(Segmentation mask data)

__________________________________________________

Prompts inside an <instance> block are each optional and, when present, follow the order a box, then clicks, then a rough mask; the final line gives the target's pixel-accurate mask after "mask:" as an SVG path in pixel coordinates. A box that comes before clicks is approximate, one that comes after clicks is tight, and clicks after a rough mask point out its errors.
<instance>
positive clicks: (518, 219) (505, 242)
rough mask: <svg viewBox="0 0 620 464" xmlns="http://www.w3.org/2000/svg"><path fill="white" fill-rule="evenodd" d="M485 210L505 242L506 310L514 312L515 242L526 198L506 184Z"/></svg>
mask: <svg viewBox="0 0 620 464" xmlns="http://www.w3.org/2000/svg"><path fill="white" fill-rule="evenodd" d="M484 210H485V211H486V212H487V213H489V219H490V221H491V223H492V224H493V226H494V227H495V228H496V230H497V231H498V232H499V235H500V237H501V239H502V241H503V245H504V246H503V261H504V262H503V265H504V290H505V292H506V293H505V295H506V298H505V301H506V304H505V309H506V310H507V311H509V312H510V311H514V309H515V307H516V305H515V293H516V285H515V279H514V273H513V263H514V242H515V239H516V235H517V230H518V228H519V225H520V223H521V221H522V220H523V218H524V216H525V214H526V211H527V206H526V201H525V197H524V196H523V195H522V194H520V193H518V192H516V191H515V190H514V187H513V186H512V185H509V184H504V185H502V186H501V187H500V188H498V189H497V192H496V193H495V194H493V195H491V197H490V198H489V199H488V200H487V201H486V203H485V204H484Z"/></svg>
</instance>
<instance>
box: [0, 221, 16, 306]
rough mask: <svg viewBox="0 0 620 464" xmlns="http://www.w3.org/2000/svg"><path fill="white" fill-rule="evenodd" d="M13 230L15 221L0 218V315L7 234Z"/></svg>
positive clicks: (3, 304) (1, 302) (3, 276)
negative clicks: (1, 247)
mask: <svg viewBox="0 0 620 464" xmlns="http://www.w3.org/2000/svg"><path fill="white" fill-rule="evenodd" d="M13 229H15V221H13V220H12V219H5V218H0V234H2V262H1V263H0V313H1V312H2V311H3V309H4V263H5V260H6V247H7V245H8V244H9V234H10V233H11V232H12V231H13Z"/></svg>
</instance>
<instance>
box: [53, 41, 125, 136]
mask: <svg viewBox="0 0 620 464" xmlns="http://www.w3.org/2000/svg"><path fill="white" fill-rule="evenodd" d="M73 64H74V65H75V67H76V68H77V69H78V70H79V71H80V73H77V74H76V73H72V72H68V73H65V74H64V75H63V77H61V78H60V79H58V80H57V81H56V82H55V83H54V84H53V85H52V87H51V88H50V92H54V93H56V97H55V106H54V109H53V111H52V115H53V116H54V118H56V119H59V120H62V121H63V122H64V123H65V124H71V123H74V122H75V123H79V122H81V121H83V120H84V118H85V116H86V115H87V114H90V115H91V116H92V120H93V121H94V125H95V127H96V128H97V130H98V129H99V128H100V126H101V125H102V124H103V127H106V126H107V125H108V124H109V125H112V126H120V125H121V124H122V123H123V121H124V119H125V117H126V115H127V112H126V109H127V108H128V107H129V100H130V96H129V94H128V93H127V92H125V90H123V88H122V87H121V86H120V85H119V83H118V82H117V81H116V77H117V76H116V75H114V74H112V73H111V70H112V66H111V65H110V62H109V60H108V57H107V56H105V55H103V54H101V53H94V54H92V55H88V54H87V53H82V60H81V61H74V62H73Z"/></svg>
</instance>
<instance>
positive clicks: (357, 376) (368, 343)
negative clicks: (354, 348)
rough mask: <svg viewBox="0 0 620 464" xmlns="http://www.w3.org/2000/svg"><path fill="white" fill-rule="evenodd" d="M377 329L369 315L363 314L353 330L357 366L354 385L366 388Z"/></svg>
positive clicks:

__________________________________________________

» **WHAT IS EXPECTED**: Transcribe the data above in its entirety, exactly.

» **SOLUTION TO THE PROBLEM**:
Prompts inside an <instance> block are each optional and, when present, follow the order a box, then clicks, then a rough mask; the final line gives the target's pixel-accurate mask after "mask:" as an SVG path in pixel coordinates. A box that comes before clicks is approximate, one that comes after clicks is tight, and clicks after a rough mask point out its errors.
<instance>
positive clicks: (518, 219) (505, 242)
rough mask: <svg viewBox="0 0 620 464" xmlns="http://www.w3.org/2000/svg"><path fill="white" fill-rule="evenodd" d="M485 210L505 242L506 310L514 312L515 242L526 198L506 184Z"/></svg>
mask: <svg viewBox="0 0 620 464" xmlns="http://www.w3.org/2000/svg"><path fill="white" fill-rule="evenodd" d="M484 210H485V211H486V212H487V213H489V219H490V221H491V223H492V224H493V226H494V227H495V228H496V230H497V231H498V232H499V235H500V237H501V239H502V241H503V245H504V246H503V261H504V262H503V265H504V290H505V292H506V293H505V295H506V298H505V301H506V304H505V309H506V310H507V311H509V312H510V311H514V309H515V307H516V305H515V293H516V285H515V279H514V273H513V263H514V242H515V239H516V235H517V230H518V228H519V225H520V223H521V221H522V220H523V218H524V216H525V214H526V211H527V206H526V201H525V197H524V196H523V195H522V194H520V193H518V192H516V191H515V190H514V187H513V186H512V185H509V184H504V185H502V186H501V187H500V188H498V189H497V192H496V193H495V194H493V195H491V197H490V198H489V199H488V200H487V201H486V203H485V204H484Z"/></svg>
</instance>
<instance>
box: [0, 221, 16, 306]
rough mask: <svg viewBox="0 0 620 464" xmlns="http://www.w3.org/2000/svg"><path fill="white" fill-rule="evenodd" d="M13 230L15 221L0 218V315L7 234Z"/></svg>
positive clicks: (3, 304) (1, 302) (3, 276)
negative clicks: (1, 247)
mask: <svg viewBox="0 0 620 464" xmlns="http://www.w3.org/2000/svg"><path fill="white" fill-rule="evenodd" d="M13 229H15V221H13V220H12V219H5V218H0V234H2V262H1V263H0V313H1V312H2V311H3V309H4V263H5V260H6V247H7V245H8V244H9V234H10V233H11V232H12V231H13Z"/></svg>
</instance>
<instance>
box: [53, 41, 125, 136]
mask: <svg viewBox="0 0 620 464" xmlns="http://www.w3.org/2000/svg"><path fill="white" fill-rule="evenodd" d="M73 64H74V65H75V67H76V68H77V69H78V70H79V71H80V73H77V74H76V73H72V72H68V73H65V74H64V75H63V77H61V78H60V79H58V80H57V81H56V82H55V83H54V84H53V85H52V87H51V88H50V92H54V93H56V97H55V106H54V109H53V111H52V115H53V116H54V118H56V119H59V120H62V121H63V122H64V123H65V124H71V123H74V122H75V123H79V122H81V121H83V120H84V118H85V116H86V115H87V114H90V115H91V116H92V120H93V121H94V125H95V127H96V128H97V130H98V129H99V128H100V126H101V125H102V124H103V127H106V126H107V125H108V124H109V125H112V126H120V125H121V124H122V123H123V121H124V119H125V117H126V115H127V112H126V109H127V108H128V107H129V100H130V96H129V94H128V93H127V92H125V90H123V88H122V87H121V86H120V85H119V83H118V82H117V81H116V77H117V76H116V75H114V74H112V73H111V70H112V66H111V65H110V62H109V60H108V57H107V56H105V55H103V54H101V53H94V54H92V55H88V54H87V53H82V60H81V61H74V62H73Z"/></svg>
</instance>
<instance>
positive clicks: (357, 376) (368, 343)
negative clicks: (354, 348)
rough mask: <svg viewBox="0 0 620 464" xmlns="http://www.w3.org/2000/svg"><path fill="white" fill-rule="evenodd" d="M377 329L369 315L363 314L353 330L357 366L354 385L366 388Z"/></svg>
positive clicks:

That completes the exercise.